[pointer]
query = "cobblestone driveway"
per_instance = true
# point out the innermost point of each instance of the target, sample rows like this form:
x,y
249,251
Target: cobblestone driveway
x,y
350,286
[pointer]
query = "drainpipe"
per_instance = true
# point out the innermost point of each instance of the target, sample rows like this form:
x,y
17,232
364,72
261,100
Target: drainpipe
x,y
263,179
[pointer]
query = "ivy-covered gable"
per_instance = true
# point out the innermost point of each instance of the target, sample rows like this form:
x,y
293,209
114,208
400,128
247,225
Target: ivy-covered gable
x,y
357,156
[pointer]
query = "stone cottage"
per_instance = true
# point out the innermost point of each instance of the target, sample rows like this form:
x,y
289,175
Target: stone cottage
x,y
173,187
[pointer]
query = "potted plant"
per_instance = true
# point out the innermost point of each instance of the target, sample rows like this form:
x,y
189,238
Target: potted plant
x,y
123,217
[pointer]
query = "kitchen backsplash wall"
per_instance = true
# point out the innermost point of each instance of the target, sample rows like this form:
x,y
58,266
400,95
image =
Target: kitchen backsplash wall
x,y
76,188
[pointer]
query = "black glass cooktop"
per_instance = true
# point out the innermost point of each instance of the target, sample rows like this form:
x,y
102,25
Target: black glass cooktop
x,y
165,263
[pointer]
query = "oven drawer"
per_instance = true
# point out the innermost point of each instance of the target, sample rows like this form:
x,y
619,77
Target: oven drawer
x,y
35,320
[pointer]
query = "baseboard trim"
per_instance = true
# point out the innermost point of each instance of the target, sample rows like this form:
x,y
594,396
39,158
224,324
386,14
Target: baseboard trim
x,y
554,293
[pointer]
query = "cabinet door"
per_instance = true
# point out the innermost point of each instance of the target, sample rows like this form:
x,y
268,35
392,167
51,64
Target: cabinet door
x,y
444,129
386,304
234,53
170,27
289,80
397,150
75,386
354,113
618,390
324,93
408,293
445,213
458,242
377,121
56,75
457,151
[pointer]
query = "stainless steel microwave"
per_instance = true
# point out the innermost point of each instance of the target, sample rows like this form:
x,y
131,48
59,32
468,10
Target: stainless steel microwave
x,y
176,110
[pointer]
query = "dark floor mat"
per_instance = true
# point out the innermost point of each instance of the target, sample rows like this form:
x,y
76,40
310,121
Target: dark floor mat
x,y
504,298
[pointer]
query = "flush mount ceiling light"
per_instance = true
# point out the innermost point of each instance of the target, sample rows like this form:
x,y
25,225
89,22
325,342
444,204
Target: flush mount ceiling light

* _Short exercise_
Report each line of the items above that contains the string "light", copying every such line in full.

* _Exercise output_
query = "flush mount ceiling light"
Target: flush mount ceiling light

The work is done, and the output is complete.